United States District Court, E.D. Texas

March 27, 2018




         Petitioner, Leroy Henry Jones, an inmate confined at FCC Beaumont Medium, proceeding pro se, filed this petition for writ of habeas corpus pursuant to 28 U.S.C. § 2241.

         The court referred this matter to the Honorable Keith Giblin, United States Magistrate Judge, at Beaumont, Texas, for consideration pursuant to applicable laws and orders of this court. The Magistrate Judge recommends the petition for writ of habeas corpus be denied.

         The court has received and considered the Report and Recommendation of United States Magistrate Judge filed pursuant to such referral, along with the record, and pleadings. Petitioner filed objections to the Magistrate Judge's Report and Recommendation. This requires a de novo review of the objections in relation to the pleadings and the applicable law. See Fed. R. Civ. P. 72(b).

         Petitioner objects to the findings of the Magistrate Judge that there was some evidence to support the DHO's findings and that the findings of the DHO were not arbitrary and capricious. In addition, petitioner argues the definition of BOP Prohibited Act Code 203 is vague.

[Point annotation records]
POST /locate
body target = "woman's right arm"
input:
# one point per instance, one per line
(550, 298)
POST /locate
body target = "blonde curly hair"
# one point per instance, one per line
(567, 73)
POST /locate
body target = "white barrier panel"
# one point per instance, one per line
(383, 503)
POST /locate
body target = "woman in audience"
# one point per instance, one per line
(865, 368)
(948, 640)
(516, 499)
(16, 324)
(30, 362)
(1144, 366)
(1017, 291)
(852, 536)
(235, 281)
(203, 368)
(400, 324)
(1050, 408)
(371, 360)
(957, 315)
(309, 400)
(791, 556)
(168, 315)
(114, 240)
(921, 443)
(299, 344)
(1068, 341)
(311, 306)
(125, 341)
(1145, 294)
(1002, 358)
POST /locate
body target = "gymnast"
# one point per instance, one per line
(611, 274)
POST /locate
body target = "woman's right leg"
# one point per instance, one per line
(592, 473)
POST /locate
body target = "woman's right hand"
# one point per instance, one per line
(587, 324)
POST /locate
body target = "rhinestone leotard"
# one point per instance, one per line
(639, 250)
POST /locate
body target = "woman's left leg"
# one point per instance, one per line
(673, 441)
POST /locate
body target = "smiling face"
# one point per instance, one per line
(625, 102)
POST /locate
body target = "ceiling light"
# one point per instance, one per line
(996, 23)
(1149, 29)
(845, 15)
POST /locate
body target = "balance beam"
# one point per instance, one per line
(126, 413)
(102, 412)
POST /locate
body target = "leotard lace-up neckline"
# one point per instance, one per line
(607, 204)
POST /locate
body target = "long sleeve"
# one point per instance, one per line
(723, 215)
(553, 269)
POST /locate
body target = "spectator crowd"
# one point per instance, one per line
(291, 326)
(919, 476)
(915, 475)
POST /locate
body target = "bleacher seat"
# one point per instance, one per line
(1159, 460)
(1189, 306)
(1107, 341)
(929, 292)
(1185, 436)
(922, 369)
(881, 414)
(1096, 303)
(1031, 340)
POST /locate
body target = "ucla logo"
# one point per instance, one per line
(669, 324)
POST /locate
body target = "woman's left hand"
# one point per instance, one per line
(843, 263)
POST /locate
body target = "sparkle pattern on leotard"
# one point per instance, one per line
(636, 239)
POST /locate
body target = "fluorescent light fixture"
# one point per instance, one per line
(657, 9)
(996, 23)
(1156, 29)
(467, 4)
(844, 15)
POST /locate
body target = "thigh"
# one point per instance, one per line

Problem statement: Continue the court order on the habeas corpus petition, starting after its final sentence. The records were taken from a different source.

Output for this exercise:
         At the outset, it is important to note that petitioner concedes that all the Wolff factors were met during his disciplinary hearing. Wolff v. McDonnell, 418 U.S. 539 (1974). Furthermore, the underlying facts are not in dispute. During the relevant time period, petitioner became upset with Officer Gulickson, a Bureau of Prison (“BOP”) staff member at FCI El Reno as he allegedly took several pictures of petitioner's granddaughter during a cell search. Petitioner later spoke to his son on the telephone about Officer Gulickson. During this conversation, petitioner's son said that he wanted to know Officer Gulickson's first name because he (the son) “might end up on [Officer Gulickson's] front porch.” Petitioner told his son that he would provide him with Officer Gulickson's first name and that Officer Gulickson was the only staff member at FCI El Reno with that last name. A BOP staff member heard petitioner's phone call with his son through the use of the BOP's telephone monitoring system. Petitioner was subsequently found to have committed the prohibited act of threatening another with bodily harm (attempted/aid). Petitioner lost thirty (30) days of good conduct time as a result in addition to 45 days of disciplinary segregation and 90 days of loss of commissary, phone and visitation privileges. Report and Recommendation, pgs. 1-2 (docket entry no. 18).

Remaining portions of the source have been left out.